**AIM:** Please rewrite the material below, replacing every "mushroom" with "toadstool" and leaving everything else as it is.

[Stored entries]
-- Start --
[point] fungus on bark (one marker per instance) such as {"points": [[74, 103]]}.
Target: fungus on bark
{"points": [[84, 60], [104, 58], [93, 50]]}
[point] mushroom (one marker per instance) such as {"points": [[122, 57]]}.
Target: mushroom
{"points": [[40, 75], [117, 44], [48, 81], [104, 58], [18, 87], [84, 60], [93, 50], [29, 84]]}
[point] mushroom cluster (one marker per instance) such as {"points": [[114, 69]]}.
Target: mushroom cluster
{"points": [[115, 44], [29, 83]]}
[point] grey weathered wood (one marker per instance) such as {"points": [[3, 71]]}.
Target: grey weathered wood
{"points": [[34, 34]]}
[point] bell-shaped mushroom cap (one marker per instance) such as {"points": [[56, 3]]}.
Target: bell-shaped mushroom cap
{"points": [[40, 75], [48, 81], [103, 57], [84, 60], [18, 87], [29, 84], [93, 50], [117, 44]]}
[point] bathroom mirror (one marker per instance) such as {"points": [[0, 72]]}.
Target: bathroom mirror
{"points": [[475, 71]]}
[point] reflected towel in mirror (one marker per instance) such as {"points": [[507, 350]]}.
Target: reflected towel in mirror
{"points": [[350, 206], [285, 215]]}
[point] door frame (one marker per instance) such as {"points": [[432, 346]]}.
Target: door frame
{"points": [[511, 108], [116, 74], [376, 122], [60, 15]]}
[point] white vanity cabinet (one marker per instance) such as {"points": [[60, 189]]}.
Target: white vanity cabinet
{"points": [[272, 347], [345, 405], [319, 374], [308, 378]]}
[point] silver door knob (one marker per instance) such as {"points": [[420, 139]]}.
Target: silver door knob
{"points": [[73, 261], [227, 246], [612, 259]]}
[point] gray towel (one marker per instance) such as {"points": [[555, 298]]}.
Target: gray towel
-- End --
**TASK RESULT:**
[point] fungus on bark (one marker per instance) such as {"points": [[74, 103]]}.
Target: fungus on bark
{"points": [[84, 60], [104, 58], [93, 50]]}
[point] toadstool (one marker per instance) such as {"points": [[122, 57]]}.
Target: toadstool
{"points": [[40, 75], [117, 44], [48, 81], [104, 58], [18, 87], [84, 60], [93, 50], [29, 84]]}
[point] toadstool cluster (one marker per instance) such as {"points": [[114, 69]]}.
Target: toadstool cluster
{"points": [[115, 44], [29, 83]]}
[point] grey weathered wood (one marker per instance) such as {"points": [[3, 71]]}.
Target: grey weathered wood
{"points": [[34, 34]]}
[point] bell-shaped toadstool cap (one marker per instance) such as {"points": [[56, 3]]}.
Target: bell-shaped toadstool cap
{"points": [[40, 75], [48, 81], [103, 57], [84, 60], [18, 87], [29, 84], [93, 50], [117, 44]]}
[point] bathroom mirror (one marker per instance) such as {"points": [[0, 72]]}.
Target: bathroom mirror
{"points": [[475, 71]]}
[point] reflected towel in mirror (one marker per instance) such as {"points": [[507, 350]]}.
Target: reflected towel in mirror
{"points": [[350, 206], [285, 215]]}
[point] door frame (one marker per instance) such as {"points": [[432, 346]]}.
Target: door frame
{"points": [[511, 108], [116, 74], [376, 122], [60, 15]]}
[point] white vanity cabinet (one marker per instance) such as {"points": [[60, 189]]}.
Target: white vanity cabinet
{"points": [[272, 347], [345, 405], [319, 374], [308, 378]]}
[point] silver door knob (one marker per instance) such as {"points": [[420, 139]]}.
Target: silver door knob
{"points": [[73, 261], [227, 246], [612, 259]]}
[point] gray towel (one marker per instance) such as {"points": [[555, 298]]}.
Target: gray towel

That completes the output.